*PROVIDED PASSAGE*:
((
Year-to-date, the Northeast G&P segment reported Modified EBITDA of $588 million, a decrease of $68 million over the corresponding nine-month period in 2016. Adjusted EBITDA increased by $54 million to $721 million. The unfavorable change in Modified EBITDA reflected the impairment in the Marcellus South region described in the above paragraph. This impairment charge is excluded from Adjusted EBITDA. The current year benefited from a $51 million increase in proportional EBITDA of joint ventures due largely to the previously described increase in ownership in two Marcellus shale gathering systems. Fee-based revenues were stable between the two periods due to increases in the Susquehanna and Ohio River systems that offset decreases in the Utica.

NGL & Petchem Services

On Jan. 1, 2017, this segment included the partnership’s 88.46 percent undivided interest in an olefins production facility in Geismar, Louisiana, along with a refinery grade propylene splitter. On July 6, 2017, the partnership announced that it had completed the sale of all of its membership interest in the Geismar olefins production facility and associated complex. On June 30, 2017 the partnership completed the sale of the refinery grade propylene splitter. Prior to September 2016, this reporting segment also included an oil sands offgas processing plant near Fort McMurray, Alberta, and an NGL/olefin fractionation facility, which were subsequently sold. As of July 7, 2017, this segment no longer contained any operating assets.

The NGL & Petchem Services segment reported Modified EBITDA of $1.084 billion for third-quarter 2017, compared with $70 million for third-quarter 2016. Adjusted EBITDA decreased by $101 million to $1 million. The improvement in Modified EBITDA was driven primarily by the $1.095 billion gain resulting from the sale of the partnership's interest in the Geismar olefins facility on July 6, 2017. This gain is excluded from Adjusted EBITDA. The current year was also impacted by the absence of EBITDA associated with assets recently sold by the partnership as described in the above paragraph.

Year-to-date, the NGL & Petchem Services segment reported Modified EBITDA of $1.165 billion, an improvement of $1.359 billion over the same nine-month reporting period in 2016. Adjusted EBITDA decreased $110 million to $73 million. The improvement in Modified EBITDA was driven primarily by the $1.095 billion gain resulting from the sale of the partnership's interest in the Geismar olefins facility on July 6, 2017, and the absence of a $341 million impairment of our former Canadian operations in 2016. These items are excluded from Adjusted EBITDA. The current year was also impacted by the absence of EBITDA associated with the previously described assets that were recently sold by the partnership.

Atlantic Sunrise Update

On Sept. 18, 2017 Williams Partners reported that construction is now underway in Pennsylvania on the greenfield portion of the Atlantic Sunrise pipeline project - an expansion of the existing Transco natural gas pipeline to connect abundant Marcellus gas supplies with markets in the Mid-Atlantic and Southeastern U.S. The partnership anticipates pipeline and compressor station construction to last approximately 10 months, weather permitting. Additionally, Williams Partners also placed a portion of the project into early service on Sept. 1, 2017, providing 400,000 dth/day of firm transportation service on Transco's existing mainline facilities to various delivery points as far south as Choctaw County, Alabama. The partial service milestone is the result of recently completed modifications to existing Transco facilities in Virginia and Maryland designed to further accommodate bi-directional flow on the existing Transco pipeline system.
))
*SET EXERCISE 1*: Answer yes or no for each statement about the segment earnings passage, quoting the passage's deciding words: (a) The partnership sold its interest in the Geismar olefins facility on July 6, 2017. (b) Year-to-date Adjusted EBITDA for the Northeast G&P segment decreased. (c) Atlantic Sunrise pipeline and compressor station construction is expected to last about 10 months.
*SET EXERCISE 2*: Carry on the segment earnings passage, picking up right after its closing sentence about the modifications to existing Transco facilities in Virginia and Maryland.

*Records contained in a dataset*:
((
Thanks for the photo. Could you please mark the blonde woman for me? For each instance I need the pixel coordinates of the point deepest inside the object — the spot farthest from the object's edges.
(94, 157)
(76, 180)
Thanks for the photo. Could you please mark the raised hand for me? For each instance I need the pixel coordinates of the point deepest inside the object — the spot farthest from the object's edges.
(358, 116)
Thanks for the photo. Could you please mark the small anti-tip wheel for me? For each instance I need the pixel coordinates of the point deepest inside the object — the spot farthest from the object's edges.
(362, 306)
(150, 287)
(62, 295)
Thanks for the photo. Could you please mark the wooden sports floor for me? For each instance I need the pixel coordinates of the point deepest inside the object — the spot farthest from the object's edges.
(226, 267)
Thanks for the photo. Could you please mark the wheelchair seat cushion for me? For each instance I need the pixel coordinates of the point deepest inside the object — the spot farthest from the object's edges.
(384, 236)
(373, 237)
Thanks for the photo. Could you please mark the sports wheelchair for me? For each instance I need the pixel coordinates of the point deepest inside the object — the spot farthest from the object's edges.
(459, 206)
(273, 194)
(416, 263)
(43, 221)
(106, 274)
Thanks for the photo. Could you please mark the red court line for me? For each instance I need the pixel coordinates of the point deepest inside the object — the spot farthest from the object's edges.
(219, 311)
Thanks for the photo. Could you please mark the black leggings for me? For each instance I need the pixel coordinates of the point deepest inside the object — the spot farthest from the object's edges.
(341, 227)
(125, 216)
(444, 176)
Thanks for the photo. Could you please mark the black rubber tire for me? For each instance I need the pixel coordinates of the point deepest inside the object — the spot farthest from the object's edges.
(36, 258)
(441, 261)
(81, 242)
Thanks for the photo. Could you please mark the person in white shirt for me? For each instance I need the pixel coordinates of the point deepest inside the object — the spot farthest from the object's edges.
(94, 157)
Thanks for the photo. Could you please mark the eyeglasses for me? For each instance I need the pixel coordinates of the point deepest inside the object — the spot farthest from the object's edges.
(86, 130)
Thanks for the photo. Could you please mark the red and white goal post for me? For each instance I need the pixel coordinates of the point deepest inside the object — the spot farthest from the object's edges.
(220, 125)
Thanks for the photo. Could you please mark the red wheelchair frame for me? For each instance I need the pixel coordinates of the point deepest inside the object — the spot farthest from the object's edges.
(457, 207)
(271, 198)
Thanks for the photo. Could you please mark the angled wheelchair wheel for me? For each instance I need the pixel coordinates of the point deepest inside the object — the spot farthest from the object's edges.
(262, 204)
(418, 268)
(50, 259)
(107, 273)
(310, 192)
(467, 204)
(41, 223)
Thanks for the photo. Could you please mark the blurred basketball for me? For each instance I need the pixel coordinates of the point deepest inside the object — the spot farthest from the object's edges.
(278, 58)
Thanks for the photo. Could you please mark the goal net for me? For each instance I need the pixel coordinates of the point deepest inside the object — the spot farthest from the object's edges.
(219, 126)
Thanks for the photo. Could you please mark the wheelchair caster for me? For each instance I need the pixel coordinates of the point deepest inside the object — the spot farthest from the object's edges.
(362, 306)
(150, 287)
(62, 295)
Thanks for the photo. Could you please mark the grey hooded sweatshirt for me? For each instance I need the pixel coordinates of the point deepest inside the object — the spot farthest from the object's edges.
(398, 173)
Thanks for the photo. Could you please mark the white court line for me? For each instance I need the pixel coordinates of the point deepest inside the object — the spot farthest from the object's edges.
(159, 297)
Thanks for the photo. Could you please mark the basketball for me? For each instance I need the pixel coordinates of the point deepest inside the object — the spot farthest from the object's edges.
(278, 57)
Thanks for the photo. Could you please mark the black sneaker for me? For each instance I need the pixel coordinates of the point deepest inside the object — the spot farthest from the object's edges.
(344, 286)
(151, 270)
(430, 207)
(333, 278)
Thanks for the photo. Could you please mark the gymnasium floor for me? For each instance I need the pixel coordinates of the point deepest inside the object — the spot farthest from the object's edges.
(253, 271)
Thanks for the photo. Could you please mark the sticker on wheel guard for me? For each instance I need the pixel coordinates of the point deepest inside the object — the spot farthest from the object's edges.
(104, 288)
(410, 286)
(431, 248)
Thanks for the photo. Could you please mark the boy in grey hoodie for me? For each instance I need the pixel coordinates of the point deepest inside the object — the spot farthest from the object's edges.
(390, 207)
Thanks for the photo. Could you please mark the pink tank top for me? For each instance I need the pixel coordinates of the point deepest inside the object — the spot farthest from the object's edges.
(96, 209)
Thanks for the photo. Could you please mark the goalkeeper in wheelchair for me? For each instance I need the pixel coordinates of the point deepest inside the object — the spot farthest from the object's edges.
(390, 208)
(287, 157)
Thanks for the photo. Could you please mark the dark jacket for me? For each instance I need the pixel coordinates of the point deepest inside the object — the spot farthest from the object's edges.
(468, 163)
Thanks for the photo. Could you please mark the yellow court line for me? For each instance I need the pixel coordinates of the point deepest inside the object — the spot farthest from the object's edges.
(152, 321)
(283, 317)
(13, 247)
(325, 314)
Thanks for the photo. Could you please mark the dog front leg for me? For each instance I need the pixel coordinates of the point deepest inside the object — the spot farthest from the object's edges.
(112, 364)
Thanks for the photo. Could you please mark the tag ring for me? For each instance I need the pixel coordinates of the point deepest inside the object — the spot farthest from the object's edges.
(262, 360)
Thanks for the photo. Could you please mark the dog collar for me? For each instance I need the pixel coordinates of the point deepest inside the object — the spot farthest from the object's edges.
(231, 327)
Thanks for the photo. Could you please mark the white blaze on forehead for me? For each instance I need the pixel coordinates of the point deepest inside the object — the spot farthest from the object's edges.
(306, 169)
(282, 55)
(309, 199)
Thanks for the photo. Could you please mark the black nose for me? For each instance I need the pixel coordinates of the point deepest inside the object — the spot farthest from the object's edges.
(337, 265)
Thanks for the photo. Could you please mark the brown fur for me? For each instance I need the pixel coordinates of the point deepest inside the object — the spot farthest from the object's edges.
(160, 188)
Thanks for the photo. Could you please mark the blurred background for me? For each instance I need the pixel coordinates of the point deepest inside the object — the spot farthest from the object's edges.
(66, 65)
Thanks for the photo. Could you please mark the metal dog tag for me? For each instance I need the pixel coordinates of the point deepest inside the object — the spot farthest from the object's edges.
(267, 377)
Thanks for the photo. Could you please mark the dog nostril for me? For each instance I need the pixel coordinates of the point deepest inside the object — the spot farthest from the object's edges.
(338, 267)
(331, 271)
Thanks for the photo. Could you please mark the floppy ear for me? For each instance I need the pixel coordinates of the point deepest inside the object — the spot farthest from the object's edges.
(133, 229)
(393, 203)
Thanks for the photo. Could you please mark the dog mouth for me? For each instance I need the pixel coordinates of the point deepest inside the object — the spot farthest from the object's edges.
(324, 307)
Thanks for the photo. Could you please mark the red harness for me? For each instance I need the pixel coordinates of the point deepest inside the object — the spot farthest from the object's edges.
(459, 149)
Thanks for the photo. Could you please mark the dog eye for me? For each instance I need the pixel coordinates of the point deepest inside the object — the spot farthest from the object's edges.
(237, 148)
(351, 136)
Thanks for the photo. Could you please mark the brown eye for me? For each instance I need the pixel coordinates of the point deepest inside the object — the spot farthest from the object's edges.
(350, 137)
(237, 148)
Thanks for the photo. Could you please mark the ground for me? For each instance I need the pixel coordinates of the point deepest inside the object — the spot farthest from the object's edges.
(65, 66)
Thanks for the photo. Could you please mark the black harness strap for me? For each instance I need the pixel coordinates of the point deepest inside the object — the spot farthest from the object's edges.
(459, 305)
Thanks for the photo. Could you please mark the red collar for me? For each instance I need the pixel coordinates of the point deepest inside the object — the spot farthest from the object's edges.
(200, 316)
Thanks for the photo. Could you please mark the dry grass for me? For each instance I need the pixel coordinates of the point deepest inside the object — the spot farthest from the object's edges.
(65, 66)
))
((
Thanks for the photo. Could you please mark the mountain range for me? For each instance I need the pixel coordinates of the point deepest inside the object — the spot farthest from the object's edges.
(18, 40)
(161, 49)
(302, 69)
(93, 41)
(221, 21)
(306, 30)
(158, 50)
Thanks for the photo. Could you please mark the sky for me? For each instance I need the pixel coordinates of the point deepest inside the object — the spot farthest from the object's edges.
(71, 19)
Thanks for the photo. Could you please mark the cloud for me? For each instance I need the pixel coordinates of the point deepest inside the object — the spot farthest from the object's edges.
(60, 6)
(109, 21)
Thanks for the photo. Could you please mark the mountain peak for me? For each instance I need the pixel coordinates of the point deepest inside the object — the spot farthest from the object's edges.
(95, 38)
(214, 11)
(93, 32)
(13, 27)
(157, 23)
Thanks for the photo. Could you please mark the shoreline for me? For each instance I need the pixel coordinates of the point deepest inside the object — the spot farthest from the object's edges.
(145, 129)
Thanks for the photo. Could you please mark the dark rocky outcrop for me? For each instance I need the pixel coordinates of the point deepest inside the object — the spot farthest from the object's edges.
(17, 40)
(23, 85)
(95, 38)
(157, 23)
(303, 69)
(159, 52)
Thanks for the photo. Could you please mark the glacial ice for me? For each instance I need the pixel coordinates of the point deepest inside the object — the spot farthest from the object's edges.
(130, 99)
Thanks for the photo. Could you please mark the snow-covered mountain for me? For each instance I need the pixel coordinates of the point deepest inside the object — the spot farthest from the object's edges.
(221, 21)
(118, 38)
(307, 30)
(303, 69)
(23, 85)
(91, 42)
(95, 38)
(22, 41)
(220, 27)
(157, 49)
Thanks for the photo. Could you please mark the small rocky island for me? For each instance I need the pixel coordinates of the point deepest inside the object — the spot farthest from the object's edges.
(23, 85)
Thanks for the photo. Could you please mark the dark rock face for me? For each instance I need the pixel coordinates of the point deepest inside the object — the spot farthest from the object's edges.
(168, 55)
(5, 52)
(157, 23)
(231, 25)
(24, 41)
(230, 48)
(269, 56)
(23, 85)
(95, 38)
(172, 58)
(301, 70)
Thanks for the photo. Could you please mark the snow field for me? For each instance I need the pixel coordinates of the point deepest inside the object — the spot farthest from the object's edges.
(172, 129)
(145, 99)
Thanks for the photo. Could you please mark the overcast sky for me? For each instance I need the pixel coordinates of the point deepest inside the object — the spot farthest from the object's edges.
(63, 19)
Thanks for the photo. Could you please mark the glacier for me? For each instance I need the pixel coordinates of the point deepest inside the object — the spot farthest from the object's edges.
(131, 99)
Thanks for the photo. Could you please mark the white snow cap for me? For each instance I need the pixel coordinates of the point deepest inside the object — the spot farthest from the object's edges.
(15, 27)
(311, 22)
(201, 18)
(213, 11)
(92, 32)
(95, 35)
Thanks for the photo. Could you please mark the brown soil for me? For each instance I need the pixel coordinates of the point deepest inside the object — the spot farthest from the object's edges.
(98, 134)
))
((
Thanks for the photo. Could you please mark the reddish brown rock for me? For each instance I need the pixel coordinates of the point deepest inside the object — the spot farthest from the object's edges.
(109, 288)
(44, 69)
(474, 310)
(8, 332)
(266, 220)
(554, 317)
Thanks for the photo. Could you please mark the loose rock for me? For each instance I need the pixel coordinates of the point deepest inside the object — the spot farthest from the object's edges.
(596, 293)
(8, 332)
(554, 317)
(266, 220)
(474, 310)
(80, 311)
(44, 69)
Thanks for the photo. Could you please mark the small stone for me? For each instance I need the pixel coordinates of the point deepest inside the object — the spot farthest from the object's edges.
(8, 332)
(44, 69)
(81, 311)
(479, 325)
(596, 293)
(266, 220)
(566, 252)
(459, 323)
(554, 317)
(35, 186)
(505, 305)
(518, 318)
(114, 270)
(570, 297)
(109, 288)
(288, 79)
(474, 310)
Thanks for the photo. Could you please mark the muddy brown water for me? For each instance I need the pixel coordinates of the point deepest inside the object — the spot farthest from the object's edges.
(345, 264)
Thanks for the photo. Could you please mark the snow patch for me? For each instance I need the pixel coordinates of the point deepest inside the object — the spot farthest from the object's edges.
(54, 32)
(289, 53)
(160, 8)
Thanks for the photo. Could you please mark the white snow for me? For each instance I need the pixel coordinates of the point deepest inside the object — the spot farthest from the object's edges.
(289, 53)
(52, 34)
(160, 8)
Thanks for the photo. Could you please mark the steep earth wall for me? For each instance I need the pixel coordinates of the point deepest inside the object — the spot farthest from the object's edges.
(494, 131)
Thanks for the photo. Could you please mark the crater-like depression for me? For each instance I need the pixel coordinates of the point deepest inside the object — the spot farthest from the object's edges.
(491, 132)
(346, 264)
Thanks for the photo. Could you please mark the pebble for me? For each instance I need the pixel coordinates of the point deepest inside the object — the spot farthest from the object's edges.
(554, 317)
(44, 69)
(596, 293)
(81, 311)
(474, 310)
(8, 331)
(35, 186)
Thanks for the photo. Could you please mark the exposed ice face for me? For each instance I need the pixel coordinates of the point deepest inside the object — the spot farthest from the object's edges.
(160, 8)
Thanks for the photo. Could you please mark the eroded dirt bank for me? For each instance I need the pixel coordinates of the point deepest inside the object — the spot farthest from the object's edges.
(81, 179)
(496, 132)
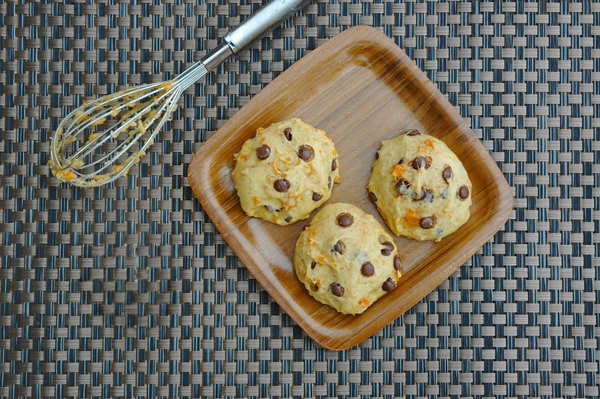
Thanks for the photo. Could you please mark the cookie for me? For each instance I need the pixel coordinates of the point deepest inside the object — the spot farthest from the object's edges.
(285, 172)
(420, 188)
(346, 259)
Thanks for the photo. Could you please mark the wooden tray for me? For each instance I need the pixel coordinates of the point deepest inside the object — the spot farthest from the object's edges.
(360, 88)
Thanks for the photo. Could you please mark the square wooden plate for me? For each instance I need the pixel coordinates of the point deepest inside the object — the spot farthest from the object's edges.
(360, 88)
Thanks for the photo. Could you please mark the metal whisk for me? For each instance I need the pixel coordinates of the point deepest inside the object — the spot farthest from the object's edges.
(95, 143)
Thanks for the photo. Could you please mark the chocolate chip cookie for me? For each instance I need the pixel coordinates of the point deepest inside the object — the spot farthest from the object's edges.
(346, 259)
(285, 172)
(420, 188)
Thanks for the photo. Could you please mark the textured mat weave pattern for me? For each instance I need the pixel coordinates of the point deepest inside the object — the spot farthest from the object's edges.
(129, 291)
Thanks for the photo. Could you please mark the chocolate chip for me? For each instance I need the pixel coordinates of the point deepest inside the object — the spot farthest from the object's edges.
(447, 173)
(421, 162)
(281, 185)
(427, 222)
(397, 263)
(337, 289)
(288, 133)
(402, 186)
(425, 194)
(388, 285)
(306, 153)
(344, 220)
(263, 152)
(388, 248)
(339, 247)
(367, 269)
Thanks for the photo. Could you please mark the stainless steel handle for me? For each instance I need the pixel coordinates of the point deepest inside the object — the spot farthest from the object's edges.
))
*ANSWER 1*:
(a) Yes: "the sale of the partnership's interest in the Geismar olefins facility on July 6, 2017"
(b) No: "Adjusted EBITDA increased by $54 million to $721 million"
(c) Yes: "The partnership anticipates pipeline and compressor station construction to last approximately 10 months, weather permitting"

*ANSWER 2*:
Additional Notable Recent Accomplishments

On Oct. 12, 2017, Williams Partners announced the execution of agreements with Southwestern Energy Company (NYSE: SWN) (“Southwestern”) to expand its services to Southwestern in the Appalachian Basin of West Virginia where Williams Partners has established a strong operational footprint. The agreements call for Williams Partners to deliver gas processing, fractionation, and liquids handling services in Southwestern’s Wet Gas Acreage in the Marcellus and Upper Devonian Shale along with gas gathering services for Southwestern in its South Utica Dry Gas Acreage. Williams Partners will provide Southwestern with 660 million cubic feet per day (MMcf/d) of processing capacity to serve a 135,000-acre dedication in Southwestern’s Wet Gas Acreage in the Marcellus and Upper Devonian Shale in Marshall and Wetzel counties in West Virginia. As a result of this agreement, Williams Partners expects to further build out its Oak Grove processing facility for Southwestern’s expanding production of wet gas. The Oak Grove processing facility has the ability to expand by an additional 1.8 Bcf/d of gas processing capacity.

On Oct. 9, 2017, Williams Partners announced that it has placed into service an expansion of its Transco pipeline system to increase natural gas delivery capacity to New York City by 115,000 dekatherms per day in time for the 2017/2018 heating season. The New York Bay Expansion provides additional firm transportation capacity for much-needed incremental natural gas supplies to National Grid, the largest distributor of natural gas in the northeastern U.S. The company provides service to 1.8 million customers in Brooklyn, Queens, Staten Island and Long Island. The New York Bay Expansion is the fourth of Williams Partners’ projected five fully-contracted Transco expansion projects to be placed into service this year, combining with Gulf Trace, Hillabee Phase 1 and the Dalton Expansion to add more than 2.5 million dekatherms per day capacity to the Transco pipeline system so far in 2017. The partnership continues to target a fourth-quarter 2017 in-service date for its fifth Transco expansion this year - the Virginia Southside II project.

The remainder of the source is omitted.